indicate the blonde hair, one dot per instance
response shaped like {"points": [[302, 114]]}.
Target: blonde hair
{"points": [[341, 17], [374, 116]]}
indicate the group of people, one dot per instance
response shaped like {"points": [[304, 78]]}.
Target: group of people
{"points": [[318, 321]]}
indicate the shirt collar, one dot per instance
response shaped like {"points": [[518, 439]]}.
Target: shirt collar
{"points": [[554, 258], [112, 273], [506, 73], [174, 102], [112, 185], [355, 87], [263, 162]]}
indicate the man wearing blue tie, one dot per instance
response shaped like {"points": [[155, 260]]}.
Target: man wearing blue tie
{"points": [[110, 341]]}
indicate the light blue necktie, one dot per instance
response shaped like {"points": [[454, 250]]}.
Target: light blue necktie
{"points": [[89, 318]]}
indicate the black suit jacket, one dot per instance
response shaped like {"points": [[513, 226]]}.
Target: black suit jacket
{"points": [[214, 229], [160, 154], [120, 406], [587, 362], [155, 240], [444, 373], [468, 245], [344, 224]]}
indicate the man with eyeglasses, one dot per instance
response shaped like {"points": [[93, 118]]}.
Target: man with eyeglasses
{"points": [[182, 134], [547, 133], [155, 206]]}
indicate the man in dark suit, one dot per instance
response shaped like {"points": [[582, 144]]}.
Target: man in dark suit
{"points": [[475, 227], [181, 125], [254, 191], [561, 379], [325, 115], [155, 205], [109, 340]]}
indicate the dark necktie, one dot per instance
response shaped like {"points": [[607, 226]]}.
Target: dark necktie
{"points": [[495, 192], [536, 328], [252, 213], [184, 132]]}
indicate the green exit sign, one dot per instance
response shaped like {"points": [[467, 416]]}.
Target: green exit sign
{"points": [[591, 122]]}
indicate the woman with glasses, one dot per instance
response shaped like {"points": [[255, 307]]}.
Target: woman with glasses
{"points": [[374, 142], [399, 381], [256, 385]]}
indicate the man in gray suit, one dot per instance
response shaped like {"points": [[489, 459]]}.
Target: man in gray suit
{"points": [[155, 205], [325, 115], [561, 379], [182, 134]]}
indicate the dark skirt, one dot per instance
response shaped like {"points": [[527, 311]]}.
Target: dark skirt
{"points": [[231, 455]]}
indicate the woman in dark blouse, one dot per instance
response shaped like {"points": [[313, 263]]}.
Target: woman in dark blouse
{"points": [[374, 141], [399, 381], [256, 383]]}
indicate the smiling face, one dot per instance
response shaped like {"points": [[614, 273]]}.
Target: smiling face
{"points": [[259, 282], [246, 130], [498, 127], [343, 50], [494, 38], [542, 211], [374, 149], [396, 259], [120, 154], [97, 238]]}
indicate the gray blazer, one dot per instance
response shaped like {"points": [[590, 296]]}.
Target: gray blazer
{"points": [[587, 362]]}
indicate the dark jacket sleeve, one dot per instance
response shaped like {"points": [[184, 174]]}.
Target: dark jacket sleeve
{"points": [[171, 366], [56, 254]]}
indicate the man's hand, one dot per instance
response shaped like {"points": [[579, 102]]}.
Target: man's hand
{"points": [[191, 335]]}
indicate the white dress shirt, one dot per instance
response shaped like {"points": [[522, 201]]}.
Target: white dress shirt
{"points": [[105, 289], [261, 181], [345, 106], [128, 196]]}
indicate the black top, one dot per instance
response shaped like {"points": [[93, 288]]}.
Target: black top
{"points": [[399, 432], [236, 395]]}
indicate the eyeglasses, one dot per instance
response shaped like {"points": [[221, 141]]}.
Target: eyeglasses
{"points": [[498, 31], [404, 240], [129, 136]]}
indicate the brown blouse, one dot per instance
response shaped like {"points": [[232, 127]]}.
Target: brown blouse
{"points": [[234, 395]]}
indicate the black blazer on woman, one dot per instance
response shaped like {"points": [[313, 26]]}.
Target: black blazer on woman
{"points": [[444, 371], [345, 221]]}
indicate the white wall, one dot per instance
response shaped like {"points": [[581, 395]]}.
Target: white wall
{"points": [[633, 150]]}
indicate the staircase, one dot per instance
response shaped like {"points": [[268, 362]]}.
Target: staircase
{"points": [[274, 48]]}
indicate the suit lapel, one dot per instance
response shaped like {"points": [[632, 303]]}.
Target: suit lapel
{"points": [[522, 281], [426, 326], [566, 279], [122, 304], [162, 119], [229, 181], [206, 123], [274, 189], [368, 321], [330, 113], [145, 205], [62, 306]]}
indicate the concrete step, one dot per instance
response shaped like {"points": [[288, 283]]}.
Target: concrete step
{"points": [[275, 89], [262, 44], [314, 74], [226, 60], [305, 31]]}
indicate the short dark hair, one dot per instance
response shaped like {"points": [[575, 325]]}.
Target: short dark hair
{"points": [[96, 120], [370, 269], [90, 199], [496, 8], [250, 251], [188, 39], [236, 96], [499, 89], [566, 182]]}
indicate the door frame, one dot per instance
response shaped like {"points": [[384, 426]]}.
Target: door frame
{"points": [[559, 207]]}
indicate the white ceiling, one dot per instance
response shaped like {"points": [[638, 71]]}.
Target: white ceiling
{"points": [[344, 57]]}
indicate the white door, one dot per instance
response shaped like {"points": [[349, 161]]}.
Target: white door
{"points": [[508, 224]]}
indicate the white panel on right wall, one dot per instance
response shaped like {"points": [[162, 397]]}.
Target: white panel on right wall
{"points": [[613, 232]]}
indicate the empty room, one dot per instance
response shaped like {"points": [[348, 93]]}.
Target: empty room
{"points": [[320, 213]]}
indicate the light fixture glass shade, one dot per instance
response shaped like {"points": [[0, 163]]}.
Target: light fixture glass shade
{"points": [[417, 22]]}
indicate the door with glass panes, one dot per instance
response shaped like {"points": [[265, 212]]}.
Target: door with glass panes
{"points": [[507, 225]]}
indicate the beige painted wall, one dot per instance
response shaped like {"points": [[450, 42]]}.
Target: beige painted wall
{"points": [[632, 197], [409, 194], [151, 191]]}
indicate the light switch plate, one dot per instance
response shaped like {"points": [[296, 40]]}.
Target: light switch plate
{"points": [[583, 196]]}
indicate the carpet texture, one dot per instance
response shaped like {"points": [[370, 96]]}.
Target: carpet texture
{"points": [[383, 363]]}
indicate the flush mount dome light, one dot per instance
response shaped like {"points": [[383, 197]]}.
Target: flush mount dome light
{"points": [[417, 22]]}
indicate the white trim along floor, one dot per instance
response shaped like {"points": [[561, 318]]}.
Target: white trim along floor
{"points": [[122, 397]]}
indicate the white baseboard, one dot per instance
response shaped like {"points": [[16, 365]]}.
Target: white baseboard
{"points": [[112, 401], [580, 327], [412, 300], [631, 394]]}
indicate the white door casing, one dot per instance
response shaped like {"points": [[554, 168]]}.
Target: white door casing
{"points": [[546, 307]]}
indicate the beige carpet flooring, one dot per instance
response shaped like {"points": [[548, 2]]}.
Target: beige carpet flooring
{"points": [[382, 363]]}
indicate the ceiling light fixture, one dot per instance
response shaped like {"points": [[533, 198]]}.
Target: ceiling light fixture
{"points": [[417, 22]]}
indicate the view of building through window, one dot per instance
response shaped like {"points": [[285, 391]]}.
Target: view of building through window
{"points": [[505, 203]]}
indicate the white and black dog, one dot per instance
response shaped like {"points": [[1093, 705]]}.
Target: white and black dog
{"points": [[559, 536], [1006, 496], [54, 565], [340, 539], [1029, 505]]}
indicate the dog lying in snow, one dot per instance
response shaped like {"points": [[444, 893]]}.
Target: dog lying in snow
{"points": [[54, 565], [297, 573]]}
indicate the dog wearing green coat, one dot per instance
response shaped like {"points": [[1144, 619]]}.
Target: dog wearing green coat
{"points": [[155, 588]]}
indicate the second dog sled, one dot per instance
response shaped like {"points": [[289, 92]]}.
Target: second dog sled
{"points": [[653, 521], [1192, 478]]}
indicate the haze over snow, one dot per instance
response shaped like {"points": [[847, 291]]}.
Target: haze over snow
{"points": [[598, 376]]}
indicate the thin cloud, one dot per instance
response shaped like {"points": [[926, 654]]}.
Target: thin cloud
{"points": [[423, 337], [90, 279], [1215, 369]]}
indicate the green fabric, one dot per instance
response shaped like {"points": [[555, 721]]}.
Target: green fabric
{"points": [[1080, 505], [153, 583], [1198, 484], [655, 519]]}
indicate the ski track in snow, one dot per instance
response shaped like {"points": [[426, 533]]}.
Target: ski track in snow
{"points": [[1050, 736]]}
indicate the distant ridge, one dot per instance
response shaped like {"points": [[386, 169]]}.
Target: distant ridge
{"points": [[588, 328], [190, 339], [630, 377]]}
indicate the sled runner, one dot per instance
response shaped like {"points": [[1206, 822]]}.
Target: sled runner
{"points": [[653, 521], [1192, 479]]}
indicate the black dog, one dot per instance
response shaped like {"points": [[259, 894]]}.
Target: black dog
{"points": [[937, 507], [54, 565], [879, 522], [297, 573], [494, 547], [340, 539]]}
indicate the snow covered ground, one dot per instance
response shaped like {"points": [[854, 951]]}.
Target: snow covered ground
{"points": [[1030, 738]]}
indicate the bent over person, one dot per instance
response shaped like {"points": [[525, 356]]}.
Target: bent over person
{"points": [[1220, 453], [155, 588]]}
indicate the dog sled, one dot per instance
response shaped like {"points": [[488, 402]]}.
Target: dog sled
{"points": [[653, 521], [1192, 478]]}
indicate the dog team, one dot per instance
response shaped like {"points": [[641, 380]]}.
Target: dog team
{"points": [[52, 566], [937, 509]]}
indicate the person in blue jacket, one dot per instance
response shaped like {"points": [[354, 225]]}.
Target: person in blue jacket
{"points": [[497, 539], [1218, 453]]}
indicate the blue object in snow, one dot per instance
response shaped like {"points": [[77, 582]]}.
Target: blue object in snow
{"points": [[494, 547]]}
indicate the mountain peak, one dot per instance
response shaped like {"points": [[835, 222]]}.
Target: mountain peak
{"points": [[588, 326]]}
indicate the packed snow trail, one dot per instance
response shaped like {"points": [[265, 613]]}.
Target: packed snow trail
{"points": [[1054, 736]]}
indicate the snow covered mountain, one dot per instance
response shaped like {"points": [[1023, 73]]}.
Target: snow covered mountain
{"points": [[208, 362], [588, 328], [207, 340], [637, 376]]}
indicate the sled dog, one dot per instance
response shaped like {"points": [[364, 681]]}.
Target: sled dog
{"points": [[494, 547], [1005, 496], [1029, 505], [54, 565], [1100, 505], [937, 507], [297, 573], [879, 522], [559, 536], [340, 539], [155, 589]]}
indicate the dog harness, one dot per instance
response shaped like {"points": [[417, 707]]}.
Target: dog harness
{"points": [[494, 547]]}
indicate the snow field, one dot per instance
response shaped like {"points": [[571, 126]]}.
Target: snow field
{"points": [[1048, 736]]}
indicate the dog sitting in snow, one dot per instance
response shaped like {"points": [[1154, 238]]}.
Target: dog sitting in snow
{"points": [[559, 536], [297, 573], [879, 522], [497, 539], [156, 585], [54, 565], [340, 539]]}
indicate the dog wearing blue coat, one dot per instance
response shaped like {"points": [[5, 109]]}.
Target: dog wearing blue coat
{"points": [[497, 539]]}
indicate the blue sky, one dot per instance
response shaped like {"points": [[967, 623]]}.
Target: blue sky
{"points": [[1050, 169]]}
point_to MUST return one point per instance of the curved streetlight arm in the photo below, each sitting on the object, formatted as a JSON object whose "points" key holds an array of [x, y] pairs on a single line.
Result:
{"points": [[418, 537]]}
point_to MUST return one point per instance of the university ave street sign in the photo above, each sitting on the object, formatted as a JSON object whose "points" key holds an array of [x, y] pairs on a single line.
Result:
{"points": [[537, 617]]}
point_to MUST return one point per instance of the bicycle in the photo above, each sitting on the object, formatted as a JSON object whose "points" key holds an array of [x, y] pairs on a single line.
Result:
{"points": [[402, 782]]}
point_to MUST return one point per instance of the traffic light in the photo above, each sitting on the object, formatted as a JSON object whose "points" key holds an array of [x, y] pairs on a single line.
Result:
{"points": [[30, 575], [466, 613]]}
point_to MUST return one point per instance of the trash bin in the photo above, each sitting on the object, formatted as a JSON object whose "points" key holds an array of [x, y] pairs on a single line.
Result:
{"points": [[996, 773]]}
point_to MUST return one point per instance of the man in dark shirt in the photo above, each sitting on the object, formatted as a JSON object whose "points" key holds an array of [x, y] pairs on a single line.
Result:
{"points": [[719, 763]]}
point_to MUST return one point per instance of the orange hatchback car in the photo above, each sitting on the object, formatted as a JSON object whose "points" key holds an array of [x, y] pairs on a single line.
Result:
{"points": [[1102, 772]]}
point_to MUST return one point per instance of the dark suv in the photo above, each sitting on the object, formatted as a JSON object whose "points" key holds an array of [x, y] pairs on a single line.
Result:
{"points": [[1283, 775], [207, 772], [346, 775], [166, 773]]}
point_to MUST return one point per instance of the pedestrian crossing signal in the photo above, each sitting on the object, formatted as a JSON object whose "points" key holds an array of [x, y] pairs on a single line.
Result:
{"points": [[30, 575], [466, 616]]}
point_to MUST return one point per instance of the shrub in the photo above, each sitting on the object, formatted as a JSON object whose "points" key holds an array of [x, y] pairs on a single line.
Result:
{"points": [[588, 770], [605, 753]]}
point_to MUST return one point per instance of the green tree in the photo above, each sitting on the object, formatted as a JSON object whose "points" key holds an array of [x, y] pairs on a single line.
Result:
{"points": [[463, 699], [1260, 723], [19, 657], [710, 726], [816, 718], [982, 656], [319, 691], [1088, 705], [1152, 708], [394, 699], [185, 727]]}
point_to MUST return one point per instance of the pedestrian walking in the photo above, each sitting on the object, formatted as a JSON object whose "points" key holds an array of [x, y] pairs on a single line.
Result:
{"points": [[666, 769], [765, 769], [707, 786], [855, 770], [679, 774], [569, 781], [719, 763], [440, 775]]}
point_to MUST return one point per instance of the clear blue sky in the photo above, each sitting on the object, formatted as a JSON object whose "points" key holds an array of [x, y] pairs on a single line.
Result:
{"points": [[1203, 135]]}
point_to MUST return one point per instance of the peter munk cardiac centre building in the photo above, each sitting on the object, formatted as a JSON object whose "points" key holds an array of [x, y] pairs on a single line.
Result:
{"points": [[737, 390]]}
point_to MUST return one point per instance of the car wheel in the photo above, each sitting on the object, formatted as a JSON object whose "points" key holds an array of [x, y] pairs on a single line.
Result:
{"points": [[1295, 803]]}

→ **WORK TO COMPLETE**
Rewrite the material from the line with "the pedestrian walking" through the end, substituting "cloudless blue sky" for every "clear blue sky" and leaving everything else unchanged.

→ **WORKED ANSWER**
point_to MUST return one point per instance of the pedestrian walking in the photo above, each sitting on the object, formatted as a JSON object whose "points" key holds an array of [x, y] pairs on a single line.
Result:
{"points": [[666, 769], [765, 769], [707, 786], [855, 770], [679, 774], [569, 781], [719, 763], [440, 775]]}
point_to MUST return one point per instance of the cloudless blue sky in the photo above, each sitting on the object, formatted as a JSON object whose "points" key holds an array of [x, y] pairs on a single line.
Result:
{"points": [[1203, 135]]}
point_to MUST return one point per instance of the peter munk cardiac centre building in the photo above, each sitting on the object, formatted as a JSON object whose "points" key holds an array of [x, y] pairs on a single line.
Result:
{"points": [[737, 390]]}
point_to MUST return one point per instance of the car wheel in the photo above, each sitting on the object, formatted as a JSON object whose "points" key holds an array of [x, y] pairs on a single line.
Result:
{"points": [[1295, 803]]}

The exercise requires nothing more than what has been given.